Every line below needs to be transcribed without alteration, and no image may be carried over.

*** Opening of Raw data ***

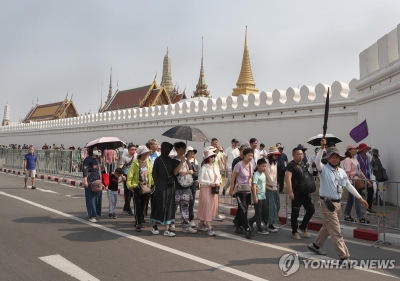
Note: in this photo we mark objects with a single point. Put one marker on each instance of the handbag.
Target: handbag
(245, 187)
(170, 179)
(384, 175)
(97, 185)
(144, 188)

*** Close of Raw data ***

Reply ->
Note: in this photo we mark objects with a single point. Put one marker on each instance of the handbag.
Target: handbag
(245, 187)
(170, 179)
(384, 175)
(97, 185)
(144, 188)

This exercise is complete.